__TASK DETAILS__:
Please copy out each of the entries below word for word, changing nothing.

[Excerpts from location labeling data]
begin

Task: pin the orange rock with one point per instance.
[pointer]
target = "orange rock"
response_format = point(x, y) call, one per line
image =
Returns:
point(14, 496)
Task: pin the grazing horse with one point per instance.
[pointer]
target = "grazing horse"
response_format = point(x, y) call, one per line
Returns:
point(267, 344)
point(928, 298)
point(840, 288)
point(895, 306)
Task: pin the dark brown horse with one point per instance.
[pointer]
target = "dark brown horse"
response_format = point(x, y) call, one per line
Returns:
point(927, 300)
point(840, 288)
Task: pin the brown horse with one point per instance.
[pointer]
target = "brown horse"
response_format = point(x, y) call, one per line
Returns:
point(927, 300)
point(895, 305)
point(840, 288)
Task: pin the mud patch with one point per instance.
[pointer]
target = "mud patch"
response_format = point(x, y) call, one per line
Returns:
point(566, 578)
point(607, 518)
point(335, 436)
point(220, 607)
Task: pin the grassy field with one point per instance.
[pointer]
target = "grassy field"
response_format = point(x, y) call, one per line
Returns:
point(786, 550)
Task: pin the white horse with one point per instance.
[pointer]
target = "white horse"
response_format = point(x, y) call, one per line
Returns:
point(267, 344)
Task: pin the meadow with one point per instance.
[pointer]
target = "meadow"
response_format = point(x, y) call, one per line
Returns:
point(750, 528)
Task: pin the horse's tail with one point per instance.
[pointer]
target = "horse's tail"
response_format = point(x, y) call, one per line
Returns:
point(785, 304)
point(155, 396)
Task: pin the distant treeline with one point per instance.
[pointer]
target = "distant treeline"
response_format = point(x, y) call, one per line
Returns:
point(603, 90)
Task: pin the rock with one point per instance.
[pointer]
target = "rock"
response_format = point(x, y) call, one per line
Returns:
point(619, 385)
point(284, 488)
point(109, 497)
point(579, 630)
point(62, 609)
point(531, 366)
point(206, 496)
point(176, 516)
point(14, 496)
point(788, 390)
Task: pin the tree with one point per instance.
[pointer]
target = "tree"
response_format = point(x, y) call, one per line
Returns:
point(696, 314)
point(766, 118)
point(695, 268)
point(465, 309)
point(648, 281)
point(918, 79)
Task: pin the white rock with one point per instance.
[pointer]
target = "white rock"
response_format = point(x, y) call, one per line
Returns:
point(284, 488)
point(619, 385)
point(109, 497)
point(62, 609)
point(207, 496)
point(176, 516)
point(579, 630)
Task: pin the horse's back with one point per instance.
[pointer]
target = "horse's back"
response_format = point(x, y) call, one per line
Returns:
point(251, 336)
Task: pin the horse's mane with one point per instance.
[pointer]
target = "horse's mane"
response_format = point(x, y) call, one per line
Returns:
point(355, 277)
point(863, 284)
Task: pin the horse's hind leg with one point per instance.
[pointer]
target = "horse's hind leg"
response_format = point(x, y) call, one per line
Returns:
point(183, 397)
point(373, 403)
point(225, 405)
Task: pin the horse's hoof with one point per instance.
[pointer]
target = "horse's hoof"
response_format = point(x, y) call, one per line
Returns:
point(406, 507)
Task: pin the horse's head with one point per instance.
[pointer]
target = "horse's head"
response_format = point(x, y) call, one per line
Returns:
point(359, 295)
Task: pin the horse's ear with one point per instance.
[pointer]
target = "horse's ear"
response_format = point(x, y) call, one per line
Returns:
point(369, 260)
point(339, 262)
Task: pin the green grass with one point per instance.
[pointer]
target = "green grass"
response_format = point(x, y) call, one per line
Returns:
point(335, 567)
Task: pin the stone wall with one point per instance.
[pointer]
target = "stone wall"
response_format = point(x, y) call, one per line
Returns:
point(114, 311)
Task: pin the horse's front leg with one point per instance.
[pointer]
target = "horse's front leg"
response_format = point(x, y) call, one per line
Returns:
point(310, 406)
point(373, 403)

end

__SOLUTION TO THIS PROBLEM__:
Task: pin the orange rock with one point per instance.
[pointer]
target = "orange rock"
response_format = point(x, y) call, one per line
image =
Returns:
point(14, 496)
Task: pin the grazing horse with one point per instance.
[pointer]
target = "grazing horse"
response_format = point(x, y) call, one per line
Returns:
point(267, 344)
point(928, 298)
point(840, 288)
point(895, 306)
Task: pin the dark brown horse with one point per instance.
[pointer]
target = "dark brown horse"
response_format = point(x, y) call, one per line
Returns:
point(927, 300)
point(840, 288)
Task: pin the brown horse with one point per instance.
[pointer]
target = "brown horse"
response_format = point(x, y) call, one per line
Returns:
point(927, 300)
point(895, 305)
point(840, 288)
Task: pin the mud patch with one point per instance.
[pointer]
target = "mud patch"
response_format = point(x, y) call, one per line
Returns:
point(566, 578)
point(607, 518)
point(335, 436)
point(220, 607)
Task: pin the grassy field with one point per instance.
[pointer]
target = "grassy field"
response_format = point(x, y) call, one per line
Returns:
point(786, 550)
Task: pin the white horse with one point per instance.
[pointer]
target = "white horse"
response_format = point(x, y) call, one per line
Returns:
point(267, 344)
Task: pin the meadow with one point per instance.
[pointer]
target = "meadow"
response_format = point(x, y) call, one per line
Returns:
point(750, 528)
Task: pin the horse's tail with one point per instance.
[pointer]
target = "horse's tail"
response_format = point(x, y) call, one per line
Returns:
point(785, 304)
point(155, 396)
Task: pin the distant treeline with one point per instance.
[pointer]
target = "distant treeline"
response_format = point(x, y) call, one per line
Returns:
point(603, 90)
Task: pin the rock with one point per instance.
[pointer]
target = "rock"
response_format = point(x, y) call, one per line
Returns:
point(619, 385)
point(284, 488)
point(109, 497)
point(579, 630)
point(62, 609)
point(531, 366)
point(206, 496)
point(176, 516)
point(14, 496)
point(788, 390)
Task: pin the tree with one point per instance.
[pointer]
target = "tree"
response_format = point(x, y) call, one per line
Returns:
point(696, 314)
point(766, 118)
point(695, 268)
point(465, 309)
point(648, 281)
point(918, 79)
Task: pin the white rock with one point per instance.
[pointer]
target = "white rock"
response_format = point(x, y) call, one per line
Returns:
point(284, 488)
point(619, 385)
point(109, 497)
point(62, 609)
point(207, 496)
point(176, 516)
point(579, 630)
Task: pin the horse's back with one point per instance.
[pointer]
target = "horse's back"
response_format = point(x, y) call, one per line
Returns:
point(251, 336)
Task: pin the horse's mane with one point per instance.
[pointer]
target = "horse's mane"
response_format = point(x, y) call, one per line
Returns:
point(355, 277)
point(863, 284)
Task: pin the horse's hind leg with one point per instance.
[pointer]
target = "horse's hind leg"
response_format = point(x, y) call, one per line
Returns:
point(183, 397)
point(373, 403)
point(225, 405)
Task: pin the horse's hoof with one point per instance.
[pointer]
target = "horse's hoof"
response_format = point(x, y) call, one per line
Returns:
point(406, 507)
Task: pin the horse's head with one point per instance.
[pointer]
target = "horse's head"
response_format = point(x, y) call, one per line
Returns:
point(359, 295)
Task: pin the horse's ear with one point per instance.
[pointer]
target = "horse's ear"
response_format = point(x, y) call, one per line
Returns:
point(369, 260)
point(339, 262)
Task: pin the green grass with one point per instance.
[pointer]
target = "green grass"
response_format = point(x, y) call, one per line
Returns:
point(335, 567)
Task: pin the stone wall with one point per instance.
[pointer]
target = "stone wall"
response_format = point(x, y) call, one per line
Returns:
point(114, 311)
Task: pin the horse's front leg with one point per instance.
[pointer]
target = "horse's front leg"
response_format = point(x, y) call, one per line
Returns:
point(310, 406)
point(373, 403)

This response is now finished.